*** Extracted text ***

Smith-Midland Announces CFO Transition

 

MIDLAND, VA – July 2, 2024 – Smith-Midland Corporation (NASDAQ: SMID) a provider of innovative, high-quality proprietary and patented precast concrete products and systems today announced the resignation of its Chief Financial Officer Stephanie Poe, effective July 17, 2024.

 

Ms. Poe’s resignation is not the result of any dispute or disagreement with the Company including any matters relating to the Company’s accounting practices or financial reporting.

 

The Company will begin a search for a new Chief Financial Officer. In the interim, AJ Krick, the Company’s former CFO from 2018-2022 will, through L2G, Inc., render CFO equivalent services as a consultant to Smith-Midland. Mr. Krick is Founder & Principal of L2G, Inc., a tax and accounting firm.  

 

“I would like to thank Stephanie for her contributions to Smith-Midland over the past seven years,” said Ashley Smith, Chairman and Chief Executive Officer. “I look forward to working with AJ again in the interim as we conduct a full executive search for our next CFO. AJ’s familiarity with the Company, process, investors and our team will provide strong continuity as we search for a replacement.”

 

"It has been a tremendous pleasure to work at Smith-Midland. The Company is well positioned with a strong balance sheet and positive market outlook to take advantage of current tailwinds,” said Ms. Poe. “I want to thank Smith-Midland for the opportunity they provided me over the past seven years."

*** Given entries ***

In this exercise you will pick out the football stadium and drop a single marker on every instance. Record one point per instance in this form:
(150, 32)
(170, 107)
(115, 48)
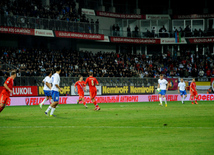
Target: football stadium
(104, 77)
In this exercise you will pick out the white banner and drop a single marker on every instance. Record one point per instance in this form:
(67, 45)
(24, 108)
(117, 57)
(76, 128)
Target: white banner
(44, 33)
(157, 17)
(172, 41)
(99, 92)
(15, 101)
(88, 12)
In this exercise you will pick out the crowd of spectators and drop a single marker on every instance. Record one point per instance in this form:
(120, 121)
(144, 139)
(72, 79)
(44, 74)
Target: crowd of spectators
(59, 15)
(35, 62)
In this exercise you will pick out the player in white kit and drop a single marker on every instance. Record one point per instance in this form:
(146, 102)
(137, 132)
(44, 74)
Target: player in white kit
(182, 90)
(55, 92)
(46, 88)
(163, 85)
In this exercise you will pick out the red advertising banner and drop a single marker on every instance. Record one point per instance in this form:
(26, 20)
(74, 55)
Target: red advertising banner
(23, 91)
(16, 30)
(118, 15)
(78, 35)
(173, 83)
(134, 40)
(194, 16)
(200, 40)
(16, 101)
(212, 83)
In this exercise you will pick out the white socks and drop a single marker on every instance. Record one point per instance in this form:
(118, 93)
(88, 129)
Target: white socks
(52, 111)
(165, 100)
(49, 108)
(44, 101)
(160, 98)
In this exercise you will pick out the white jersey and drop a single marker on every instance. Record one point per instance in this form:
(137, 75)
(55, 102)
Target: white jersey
(55, 80)
(163, 84)
(182, 86)
(48, 80)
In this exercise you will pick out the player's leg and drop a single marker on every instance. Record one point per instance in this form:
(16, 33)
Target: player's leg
(52, 101)
(3, 100)
(93, 94)
(84, 103)
(192, 97)
(160, 99)
(2, 106)
(182, 99)
(55, 103)
(164, 98)
(196, 98)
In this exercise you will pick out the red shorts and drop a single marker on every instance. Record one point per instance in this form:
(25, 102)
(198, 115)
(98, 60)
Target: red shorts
(5, 99)
(81, 94)
(194, 93)
(93, 93)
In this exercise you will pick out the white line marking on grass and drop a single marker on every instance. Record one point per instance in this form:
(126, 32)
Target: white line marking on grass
(109, 127)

***

### Goal
Through which firm will AJ Krick provide interim CFO-equivalent services, according to the announcement about the Smith-Midland CFO transition?

### The result
L2G, Inc.